My Theses:
Bachelor, Master, and PhD
My bachelor's and master’s theses
I studied Medical Physics at the University of Novi Sad, Serbia. Medical physics is most often associated with medical imaging or nuclear medicine, but my studies also covered the measurement of biomedical signals, such as brain waves (electroencephalography - EEG), or heart rate signals (electrocardiography - ECG), etc. We shared core physics courses with theoretical and condensed matter physicists, with additional subjects in medical imaging, nuclear physics, dosimetry, and biomedical measurements.
During my bachelor’s, I got interested in recording the electrical activity of brain signals and their data analysis and interpretation. This interest led me to focus my bachelor's thesis on electroencephalography, specifically the P300 EEG component associated with cognitive processing and attention. I worked on data collection and analysis, exploring how external stimuli influence brain activity (see Figures 1 and 2).
Figure 1: Putting an EEG headset to one of the participants.
Figure 2: Averaged P300 component (red) and “regular” EEG measurements (green).
The thesis is written in Serbian, with abstracts in Serbian and English. You can find the thesis here and here.
After earning my bachelor's in Medical Physics, I shifted my focus to data analysis and the measurement of biomedical signals. For the thesis, I developed virtual instruments for analyzing electrophysiological signals using LabVIEW (see Figure 3).
My master's thesis is also written in Serbian, with abstracts in Serbian and English. You can read it here.
Figure 3: Part of the LabView code for processing electrophysiological measurements.
My PhD thesis
(text adapted from the Introduction of my PhD thesis)
I started my Ph.D. studies at the Institute of Cognitive Science in Osnabrück, Germany (Figure 4) after finishing my bachelor’s and master’s studies. Since I had previously worked with data analysis of EEG data, my initial interest was medical data in general and EEG data in particular. Following this direction, I wrote the first paper, “Predicting epileptic seizures using nonnegative matrix factorization.” During this project, we collaborated with Dr. Levin Kuhlmann from Monash University in Melbourne, Australia.

### Supplied records
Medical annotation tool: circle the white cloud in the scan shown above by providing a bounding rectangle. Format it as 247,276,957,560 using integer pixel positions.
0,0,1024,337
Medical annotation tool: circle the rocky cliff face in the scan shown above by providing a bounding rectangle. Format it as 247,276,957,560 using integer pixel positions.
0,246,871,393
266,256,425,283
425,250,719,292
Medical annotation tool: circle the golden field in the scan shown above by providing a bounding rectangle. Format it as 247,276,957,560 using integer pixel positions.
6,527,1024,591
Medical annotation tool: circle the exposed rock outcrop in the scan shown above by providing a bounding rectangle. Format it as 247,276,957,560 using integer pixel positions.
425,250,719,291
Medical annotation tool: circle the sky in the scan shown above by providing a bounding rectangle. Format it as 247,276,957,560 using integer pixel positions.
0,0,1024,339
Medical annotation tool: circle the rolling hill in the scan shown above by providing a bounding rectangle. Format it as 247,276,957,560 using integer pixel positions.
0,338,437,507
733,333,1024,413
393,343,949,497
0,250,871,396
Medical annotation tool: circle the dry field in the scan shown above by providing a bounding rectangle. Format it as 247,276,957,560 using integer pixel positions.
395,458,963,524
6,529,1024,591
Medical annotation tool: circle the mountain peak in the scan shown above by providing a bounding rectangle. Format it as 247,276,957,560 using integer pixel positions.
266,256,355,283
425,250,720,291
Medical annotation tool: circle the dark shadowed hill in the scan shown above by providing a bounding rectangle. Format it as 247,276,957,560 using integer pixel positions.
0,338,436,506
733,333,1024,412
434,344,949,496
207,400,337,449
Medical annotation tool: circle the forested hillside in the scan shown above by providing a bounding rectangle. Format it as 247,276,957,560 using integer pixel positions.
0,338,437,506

...

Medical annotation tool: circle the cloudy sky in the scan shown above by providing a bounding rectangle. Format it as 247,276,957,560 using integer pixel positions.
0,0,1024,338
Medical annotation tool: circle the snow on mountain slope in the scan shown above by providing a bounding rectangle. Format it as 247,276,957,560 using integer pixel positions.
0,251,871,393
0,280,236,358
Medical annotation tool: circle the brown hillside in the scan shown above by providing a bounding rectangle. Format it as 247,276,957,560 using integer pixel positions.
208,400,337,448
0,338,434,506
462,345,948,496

### What is expected
Carry on the account of the bachelor's, master's, and PhD theses from its last sentence, which mentions the collaboration with Dr. Levin Kuhlmann.

### Output below
Figure 4: Me in front of the old building of the Institute of Cognitive Science, January 2015.
Following my interests in the interpretability of machine learning models and time-series analysis, I wrote my second paper, “A Bayesian Monte Carlo approach for predicting the spread of infectious diseases.” The paper is a result of the collaboration with Dr. Alexander Ullrich and Dr. Stephane Ghozzi from the Robert Koch Institute in Berlin. As a part of the project, I spent two months at the Signale Group of the Robert Koch Institute, working on implementing the proposed model. During this time, I learned a lot about Bayesian methods and their potential for developing interpretable machine learning models. Further, I studied how interpretable models help communicate scientific results to a broader audience. As a part of the project, I presented a poster at the EU Data Viz conference in 2019 titled “Visualizing the spread of infectious diseases using public health data” (Figure 5). The poster presented our developed methods and how they could serve citizens through data visualization and communicate epidemiological data to the public.
Figure 5: Presenting my poster at the EU Data Viz conference, November 2019.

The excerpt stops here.